Instructions to follow: Look through the entries below and report every line that has "decorative".

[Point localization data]
__________

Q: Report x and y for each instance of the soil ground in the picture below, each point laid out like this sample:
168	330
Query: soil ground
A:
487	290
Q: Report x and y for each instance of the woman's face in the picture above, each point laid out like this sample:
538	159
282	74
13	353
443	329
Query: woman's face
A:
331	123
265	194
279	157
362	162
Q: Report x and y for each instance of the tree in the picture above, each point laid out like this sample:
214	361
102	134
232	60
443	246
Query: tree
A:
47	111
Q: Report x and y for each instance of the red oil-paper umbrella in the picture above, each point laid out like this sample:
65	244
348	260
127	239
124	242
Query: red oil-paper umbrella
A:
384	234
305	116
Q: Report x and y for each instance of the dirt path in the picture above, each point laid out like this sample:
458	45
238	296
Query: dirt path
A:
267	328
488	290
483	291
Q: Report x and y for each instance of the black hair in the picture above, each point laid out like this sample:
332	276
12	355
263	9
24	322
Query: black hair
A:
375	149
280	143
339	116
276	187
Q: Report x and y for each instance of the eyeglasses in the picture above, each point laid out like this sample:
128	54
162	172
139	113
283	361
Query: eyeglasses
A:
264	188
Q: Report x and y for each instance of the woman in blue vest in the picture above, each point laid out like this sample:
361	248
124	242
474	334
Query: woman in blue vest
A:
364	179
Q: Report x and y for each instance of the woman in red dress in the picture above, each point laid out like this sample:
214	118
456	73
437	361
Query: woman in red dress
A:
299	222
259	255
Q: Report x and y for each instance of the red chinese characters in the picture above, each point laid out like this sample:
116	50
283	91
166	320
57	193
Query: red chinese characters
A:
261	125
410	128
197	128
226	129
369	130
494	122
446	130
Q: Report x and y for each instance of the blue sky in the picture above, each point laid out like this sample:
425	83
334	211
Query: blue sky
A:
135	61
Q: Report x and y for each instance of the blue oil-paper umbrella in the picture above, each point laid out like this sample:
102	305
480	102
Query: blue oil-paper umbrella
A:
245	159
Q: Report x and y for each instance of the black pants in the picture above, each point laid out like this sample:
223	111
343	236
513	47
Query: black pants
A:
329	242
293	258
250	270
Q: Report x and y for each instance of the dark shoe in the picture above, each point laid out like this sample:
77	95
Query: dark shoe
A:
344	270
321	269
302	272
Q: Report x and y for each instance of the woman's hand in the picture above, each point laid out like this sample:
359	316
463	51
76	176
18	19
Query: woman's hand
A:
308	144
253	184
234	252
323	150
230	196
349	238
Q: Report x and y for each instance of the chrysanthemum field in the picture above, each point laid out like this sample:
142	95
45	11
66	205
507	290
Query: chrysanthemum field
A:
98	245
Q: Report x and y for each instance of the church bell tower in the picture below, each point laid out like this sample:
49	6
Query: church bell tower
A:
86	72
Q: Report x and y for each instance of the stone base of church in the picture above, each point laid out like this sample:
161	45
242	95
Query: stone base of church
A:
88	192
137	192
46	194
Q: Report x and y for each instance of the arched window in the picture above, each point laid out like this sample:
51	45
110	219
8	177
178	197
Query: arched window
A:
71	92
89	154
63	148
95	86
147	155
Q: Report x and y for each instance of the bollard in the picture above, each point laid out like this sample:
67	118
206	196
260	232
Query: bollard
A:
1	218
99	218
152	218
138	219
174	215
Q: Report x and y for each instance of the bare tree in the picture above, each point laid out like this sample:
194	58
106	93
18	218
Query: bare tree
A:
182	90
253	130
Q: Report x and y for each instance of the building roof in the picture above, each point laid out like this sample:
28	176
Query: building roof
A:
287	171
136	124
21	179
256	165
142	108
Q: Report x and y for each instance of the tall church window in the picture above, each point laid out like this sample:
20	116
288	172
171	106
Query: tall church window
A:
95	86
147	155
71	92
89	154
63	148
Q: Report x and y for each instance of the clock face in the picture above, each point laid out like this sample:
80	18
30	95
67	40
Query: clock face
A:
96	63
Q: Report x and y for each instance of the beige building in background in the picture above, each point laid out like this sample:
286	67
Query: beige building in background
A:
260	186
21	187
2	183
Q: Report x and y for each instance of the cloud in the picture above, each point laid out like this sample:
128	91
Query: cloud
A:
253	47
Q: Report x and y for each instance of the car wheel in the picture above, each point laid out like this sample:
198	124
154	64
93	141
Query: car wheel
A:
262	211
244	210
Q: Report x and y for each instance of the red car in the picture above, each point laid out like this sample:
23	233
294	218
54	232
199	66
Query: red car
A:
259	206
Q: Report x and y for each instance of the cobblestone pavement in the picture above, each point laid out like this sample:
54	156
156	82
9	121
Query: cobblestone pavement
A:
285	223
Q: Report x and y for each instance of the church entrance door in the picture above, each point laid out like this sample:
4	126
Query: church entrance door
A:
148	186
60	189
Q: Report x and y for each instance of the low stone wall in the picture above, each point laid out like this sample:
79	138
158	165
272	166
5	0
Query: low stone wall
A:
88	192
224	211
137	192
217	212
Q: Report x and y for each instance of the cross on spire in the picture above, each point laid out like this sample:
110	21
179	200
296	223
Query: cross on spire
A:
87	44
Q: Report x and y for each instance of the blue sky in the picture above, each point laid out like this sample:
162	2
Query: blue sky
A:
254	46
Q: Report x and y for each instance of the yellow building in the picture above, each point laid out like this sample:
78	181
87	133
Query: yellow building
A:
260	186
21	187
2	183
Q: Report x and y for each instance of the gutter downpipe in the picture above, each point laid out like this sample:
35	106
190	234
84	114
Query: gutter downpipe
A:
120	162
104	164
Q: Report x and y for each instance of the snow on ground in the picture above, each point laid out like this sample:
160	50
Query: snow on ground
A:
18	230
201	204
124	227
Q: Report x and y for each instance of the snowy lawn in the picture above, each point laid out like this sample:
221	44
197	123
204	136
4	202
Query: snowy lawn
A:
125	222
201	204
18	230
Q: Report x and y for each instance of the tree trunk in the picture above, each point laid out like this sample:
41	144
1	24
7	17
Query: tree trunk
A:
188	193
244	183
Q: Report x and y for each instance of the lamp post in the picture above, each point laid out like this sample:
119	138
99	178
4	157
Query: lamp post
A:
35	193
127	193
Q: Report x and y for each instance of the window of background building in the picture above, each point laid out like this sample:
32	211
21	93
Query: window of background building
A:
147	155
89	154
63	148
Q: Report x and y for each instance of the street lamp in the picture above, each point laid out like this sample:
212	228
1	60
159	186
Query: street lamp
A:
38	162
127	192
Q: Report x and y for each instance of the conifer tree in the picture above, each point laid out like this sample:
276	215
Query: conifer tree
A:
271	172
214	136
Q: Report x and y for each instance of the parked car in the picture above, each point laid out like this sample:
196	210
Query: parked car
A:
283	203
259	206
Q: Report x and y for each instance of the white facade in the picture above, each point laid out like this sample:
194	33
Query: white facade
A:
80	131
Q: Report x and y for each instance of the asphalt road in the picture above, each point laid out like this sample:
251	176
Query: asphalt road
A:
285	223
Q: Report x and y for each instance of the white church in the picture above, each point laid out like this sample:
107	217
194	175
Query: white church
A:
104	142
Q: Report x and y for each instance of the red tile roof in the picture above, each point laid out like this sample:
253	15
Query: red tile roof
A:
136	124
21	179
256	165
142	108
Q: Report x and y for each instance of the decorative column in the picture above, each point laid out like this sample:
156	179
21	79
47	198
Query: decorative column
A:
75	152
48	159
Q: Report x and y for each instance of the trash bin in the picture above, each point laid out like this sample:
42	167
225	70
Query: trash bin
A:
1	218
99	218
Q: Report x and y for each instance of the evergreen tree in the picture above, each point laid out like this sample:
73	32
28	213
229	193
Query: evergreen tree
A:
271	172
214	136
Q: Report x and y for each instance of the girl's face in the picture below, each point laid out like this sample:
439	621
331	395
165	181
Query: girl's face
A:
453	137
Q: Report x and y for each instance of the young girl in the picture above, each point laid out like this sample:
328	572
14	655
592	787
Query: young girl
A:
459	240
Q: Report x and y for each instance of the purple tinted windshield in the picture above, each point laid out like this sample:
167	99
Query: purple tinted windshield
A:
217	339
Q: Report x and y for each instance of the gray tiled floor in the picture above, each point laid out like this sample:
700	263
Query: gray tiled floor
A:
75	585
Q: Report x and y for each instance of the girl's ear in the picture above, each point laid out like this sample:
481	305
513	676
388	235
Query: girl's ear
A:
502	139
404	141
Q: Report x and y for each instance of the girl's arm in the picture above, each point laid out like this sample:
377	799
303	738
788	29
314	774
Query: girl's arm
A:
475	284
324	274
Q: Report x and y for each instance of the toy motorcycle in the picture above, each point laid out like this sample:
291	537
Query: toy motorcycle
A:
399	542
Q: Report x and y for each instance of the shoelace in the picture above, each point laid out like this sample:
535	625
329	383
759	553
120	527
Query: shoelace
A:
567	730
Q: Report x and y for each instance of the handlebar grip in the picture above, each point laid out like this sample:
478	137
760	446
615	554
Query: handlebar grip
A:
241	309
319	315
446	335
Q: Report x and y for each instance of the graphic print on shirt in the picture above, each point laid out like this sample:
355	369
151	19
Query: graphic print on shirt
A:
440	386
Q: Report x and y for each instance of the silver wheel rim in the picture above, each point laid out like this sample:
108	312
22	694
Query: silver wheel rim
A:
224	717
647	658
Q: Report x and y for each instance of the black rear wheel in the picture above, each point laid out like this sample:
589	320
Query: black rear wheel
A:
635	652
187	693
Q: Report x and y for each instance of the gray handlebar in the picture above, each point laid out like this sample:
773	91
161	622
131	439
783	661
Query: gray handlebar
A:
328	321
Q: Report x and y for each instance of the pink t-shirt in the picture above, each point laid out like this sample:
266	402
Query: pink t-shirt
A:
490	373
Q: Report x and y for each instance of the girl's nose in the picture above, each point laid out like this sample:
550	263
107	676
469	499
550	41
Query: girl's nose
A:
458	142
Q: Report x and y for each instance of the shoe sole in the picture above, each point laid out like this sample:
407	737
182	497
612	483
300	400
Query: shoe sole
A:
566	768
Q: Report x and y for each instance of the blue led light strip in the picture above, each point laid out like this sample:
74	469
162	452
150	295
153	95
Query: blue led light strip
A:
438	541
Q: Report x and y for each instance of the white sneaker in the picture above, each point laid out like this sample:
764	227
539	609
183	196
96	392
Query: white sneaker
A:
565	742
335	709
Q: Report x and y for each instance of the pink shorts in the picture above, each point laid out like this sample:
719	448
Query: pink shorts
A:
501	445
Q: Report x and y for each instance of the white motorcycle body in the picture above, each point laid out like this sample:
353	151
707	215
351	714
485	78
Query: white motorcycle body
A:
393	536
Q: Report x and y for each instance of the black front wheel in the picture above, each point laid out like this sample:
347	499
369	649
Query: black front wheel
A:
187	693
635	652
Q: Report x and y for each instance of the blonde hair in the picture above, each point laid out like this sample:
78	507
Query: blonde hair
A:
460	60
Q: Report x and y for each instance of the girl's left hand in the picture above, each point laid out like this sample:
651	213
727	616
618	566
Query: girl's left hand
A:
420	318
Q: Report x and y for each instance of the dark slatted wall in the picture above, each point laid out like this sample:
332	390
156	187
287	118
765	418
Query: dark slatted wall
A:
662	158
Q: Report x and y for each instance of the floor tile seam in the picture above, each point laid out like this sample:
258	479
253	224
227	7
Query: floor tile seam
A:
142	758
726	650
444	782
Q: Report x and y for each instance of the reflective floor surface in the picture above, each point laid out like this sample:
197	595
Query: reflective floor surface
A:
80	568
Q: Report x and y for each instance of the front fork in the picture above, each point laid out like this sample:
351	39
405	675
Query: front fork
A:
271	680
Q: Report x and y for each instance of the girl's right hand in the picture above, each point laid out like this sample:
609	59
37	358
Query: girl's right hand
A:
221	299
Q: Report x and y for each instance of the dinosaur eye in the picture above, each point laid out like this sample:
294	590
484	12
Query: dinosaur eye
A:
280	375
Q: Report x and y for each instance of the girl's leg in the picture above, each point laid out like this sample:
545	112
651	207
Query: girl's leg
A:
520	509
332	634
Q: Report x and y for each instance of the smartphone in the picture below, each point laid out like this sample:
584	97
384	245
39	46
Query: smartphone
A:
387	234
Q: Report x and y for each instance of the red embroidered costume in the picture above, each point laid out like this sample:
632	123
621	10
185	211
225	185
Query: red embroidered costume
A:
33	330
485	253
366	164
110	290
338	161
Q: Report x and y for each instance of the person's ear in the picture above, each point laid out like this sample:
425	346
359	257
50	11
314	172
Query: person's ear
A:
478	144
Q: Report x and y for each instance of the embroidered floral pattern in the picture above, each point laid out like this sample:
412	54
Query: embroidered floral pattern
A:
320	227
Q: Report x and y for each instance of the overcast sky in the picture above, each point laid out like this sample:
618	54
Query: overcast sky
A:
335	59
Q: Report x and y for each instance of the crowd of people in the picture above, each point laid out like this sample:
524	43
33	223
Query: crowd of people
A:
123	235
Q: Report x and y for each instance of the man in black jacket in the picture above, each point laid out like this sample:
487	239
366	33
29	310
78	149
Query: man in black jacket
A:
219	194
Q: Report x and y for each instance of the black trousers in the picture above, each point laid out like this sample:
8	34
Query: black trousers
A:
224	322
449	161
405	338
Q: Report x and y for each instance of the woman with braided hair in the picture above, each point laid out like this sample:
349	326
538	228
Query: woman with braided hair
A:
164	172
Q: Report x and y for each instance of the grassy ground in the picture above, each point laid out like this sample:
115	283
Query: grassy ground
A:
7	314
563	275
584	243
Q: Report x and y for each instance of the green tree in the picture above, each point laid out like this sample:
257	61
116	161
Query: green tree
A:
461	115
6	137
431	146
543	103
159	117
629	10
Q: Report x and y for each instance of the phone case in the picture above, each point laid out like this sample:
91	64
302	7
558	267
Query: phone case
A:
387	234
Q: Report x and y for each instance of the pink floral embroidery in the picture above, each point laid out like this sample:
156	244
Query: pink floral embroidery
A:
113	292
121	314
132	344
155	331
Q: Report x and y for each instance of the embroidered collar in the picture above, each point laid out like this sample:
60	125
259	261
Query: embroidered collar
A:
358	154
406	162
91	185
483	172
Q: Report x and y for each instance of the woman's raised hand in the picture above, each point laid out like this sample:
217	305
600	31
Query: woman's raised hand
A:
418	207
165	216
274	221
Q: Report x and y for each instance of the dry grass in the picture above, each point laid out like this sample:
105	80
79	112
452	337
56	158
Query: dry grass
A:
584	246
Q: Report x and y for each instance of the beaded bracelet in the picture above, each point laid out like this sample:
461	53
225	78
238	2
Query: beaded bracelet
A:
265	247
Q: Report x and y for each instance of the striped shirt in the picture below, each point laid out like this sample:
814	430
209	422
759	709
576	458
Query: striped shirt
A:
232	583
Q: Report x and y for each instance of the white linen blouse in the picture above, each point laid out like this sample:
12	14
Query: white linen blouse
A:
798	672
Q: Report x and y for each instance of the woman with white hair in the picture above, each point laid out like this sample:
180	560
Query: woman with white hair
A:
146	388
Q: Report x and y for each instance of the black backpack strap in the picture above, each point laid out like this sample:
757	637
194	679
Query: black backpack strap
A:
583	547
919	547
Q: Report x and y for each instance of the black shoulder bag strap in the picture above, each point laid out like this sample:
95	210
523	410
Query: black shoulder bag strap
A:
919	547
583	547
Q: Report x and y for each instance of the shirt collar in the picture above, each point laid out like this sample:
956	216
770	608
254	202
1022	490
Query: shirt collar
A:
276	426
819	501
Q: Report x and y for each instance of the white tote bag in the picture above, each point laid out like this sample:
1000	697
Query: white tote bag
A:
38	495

__________

Reply:
Q: Report x and y for each instance of the decorative column in the picture above, each point laid out like this sample:
Query: decorative column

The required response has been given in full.